### Passage to read
Monday, Nov. 25, 1940
Quakes and Carol
While slighter temblors shook the nation, Rumania's chief concern last week was with the effects of last fortnight's violent earthquake shocks. In Bucharest 98 bodies had been taken from the stony ruins of the elegant Carlton apartments. The national toll rose to 357 dead, thousands injured.
As in most disastrous times, many people sat in cafes, talked of other things. Rumanians were gradually learning many more unpleasant things than they already knew about their ex-King Carol, who abdicated last September (TIME, Sept. 16) with redheaded Magda Lupescu.

### Stored data
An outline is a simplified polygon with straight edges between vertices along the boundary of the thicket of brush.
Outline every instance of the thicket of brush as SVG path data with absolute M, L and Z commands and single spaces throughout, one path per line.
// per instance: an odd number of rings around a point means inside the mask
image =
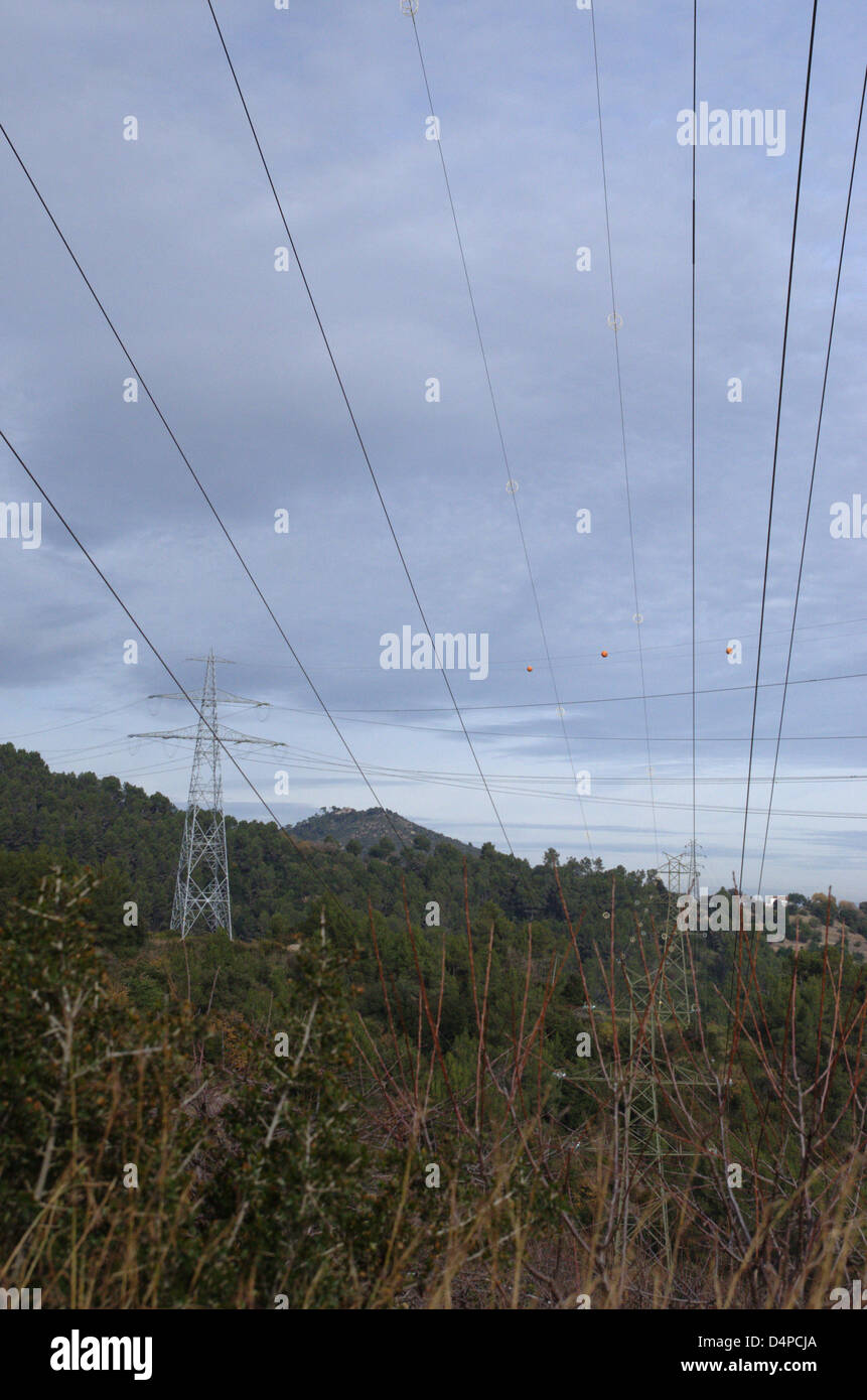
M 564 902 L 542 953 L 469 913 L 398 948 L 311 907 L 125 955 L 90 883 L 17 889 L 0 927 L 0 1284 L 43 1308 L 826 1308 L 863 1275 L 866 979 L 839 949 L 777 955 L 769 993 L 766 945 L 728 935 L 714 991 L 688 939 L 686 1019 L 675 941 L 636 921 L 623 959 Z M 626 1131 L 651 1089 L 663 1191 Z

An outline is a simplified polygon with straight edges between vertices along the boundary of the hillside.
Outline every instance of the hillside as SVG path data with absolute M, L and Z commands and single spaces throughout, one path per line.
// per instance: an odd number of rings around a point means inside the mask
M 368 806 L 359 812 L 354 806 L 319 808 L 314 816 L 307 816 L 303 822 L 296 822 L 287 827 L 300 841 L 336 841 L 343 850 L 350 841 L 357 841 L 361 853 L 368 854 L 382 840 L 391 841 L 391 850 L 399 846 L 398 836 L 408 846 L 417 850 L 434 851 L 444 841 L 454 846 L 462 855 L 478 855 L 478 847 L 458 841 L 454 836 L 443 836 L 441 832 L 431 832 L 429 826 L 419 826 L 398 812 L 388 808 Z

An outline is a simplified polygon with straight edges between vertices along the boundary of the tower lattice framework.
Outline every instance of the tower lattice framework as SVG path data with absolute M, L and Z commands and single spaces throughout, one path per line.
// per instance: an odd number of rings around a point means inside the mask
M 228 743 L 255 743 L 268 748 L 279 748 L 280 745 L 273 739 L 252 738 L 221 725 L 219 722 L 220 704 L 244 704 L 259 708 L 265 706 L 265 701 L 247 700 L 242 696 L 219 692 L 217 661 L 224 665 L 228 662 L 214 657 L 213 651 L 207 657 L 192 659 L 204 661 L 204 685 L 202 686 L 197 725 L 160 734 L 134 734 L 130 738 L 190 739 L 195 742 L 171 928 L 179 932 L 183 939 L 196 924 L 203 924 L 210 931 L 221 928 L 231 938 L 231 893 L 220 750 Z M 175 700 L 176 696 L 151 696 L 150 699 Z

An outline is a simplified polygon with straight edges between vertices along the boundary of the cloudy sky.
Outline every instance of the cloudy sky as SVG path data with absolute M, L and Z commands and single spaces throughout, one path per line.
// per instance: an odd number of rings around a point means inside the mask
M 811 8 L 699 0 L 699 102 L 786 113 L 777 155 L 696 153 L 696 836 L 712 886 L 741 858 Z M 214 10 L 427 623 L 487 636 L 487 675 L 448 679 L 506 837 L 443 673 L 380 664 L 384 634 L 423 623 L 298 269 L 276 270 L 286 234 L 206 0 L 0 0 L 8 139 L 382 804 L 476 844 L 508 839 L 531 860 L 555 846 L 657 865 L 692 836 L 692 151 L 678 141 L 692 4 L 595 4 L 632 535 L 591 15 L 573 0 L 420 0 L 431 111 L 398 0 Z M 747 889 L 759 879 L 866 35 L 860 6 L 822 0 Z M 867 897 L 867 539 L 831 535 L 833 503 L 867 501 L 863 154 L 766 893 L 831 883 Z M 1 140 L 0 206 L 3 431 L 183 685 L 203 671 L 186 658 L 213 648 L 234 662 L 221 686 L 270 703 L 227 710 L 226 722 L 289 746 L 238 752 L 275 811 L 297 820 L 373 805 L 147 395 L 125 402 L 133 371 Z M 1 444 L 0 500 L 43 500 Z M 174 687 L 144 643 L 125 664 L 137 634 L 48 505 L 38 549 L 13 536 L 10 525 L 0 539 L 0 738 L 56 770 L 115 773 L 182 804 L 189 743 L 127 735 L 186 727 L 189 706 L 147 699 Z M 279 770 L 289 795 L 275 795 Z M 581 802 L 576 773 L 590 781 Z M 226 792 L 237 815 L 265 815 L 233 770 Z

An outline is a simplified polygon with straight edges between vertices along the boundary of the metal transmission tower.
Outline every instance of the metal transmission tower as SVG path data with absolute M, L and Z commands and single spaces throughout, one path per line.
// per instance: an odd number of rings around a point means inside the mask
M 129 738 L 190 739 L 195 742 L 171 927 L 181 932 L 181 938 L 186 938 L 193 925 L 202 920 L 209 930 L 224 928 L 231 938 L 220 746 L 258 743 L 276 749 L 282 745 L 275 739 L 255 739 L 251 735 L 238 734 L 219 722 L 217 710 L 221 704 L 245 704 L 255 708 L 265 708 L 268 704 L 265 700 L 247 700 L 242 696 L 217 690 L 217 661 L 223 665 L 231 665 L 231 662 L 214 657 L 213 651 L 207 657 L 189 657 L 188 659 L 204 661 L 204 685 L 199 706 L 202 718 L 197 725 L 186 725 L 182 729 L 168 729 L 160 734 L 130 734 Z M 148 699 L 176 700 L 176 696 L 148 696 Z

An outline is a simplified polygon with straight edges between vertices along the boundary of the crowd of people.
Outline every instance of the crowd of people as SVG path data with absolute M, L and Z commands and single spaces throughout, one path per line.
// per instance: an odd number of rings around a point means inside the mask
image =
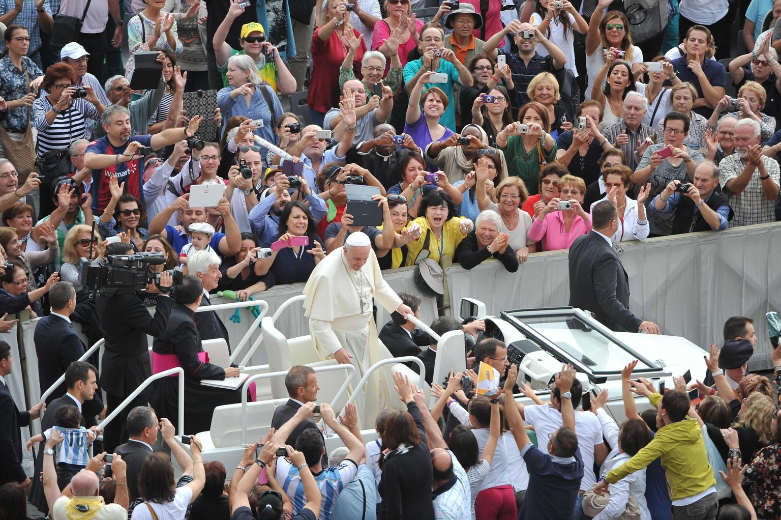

### What the task asks
Can you transcribe the passage of the article on Rumania's earthquake, starting with the words containing "Monday, Nov. 25, 1940" and ending with "redheaded Magda Lupescu."?

### The answer
Monday, Nov. 25, 1940
Quakes and Carol
While slighter temblors shook the nation, Rumania's chief concern last week was with the effects of last fortnight's violent earthquake shocks. In Bucharest 98 bodies had been taken from the stony ruins of the elegant Carlton apartments. The national toll rose to 357 dead, thousands injured.
As in most disastrous times, many people sat in cafes, talked of other things. Rumanians were gradually learning many more unpleasant things than they already knew about their ex-King Carol, who abdicated last September (TIME, Sept. 16) with redheaded Magda Lupescu.